--- START Records to use ---

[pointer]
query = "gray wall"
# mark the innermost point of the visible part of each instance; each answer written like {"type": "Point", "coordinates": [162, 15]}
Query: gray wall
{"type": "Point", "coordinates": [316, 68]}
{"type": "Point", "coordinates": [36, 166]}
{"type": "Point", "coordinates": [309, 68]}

--- END Records to use ---

Task instructions =>
Please copy the listing above in full, requests included, and raise each coordinate in the answers by 79. Leave the numbers in the requests and their format samples unchanged.

Full output =>
[pointer]
query = "gray wall"
# mark the innermost point of the visible part of each instance; each answer written like {"type": "Point", "coordinates": [162, 15]}
Query: gray wall
{"type": "Point", "coordinates": [395, 147]}
{"type": "Point", "coordinates": [115, 245]}
{"type": "Point", "coordinates": [388, 147]}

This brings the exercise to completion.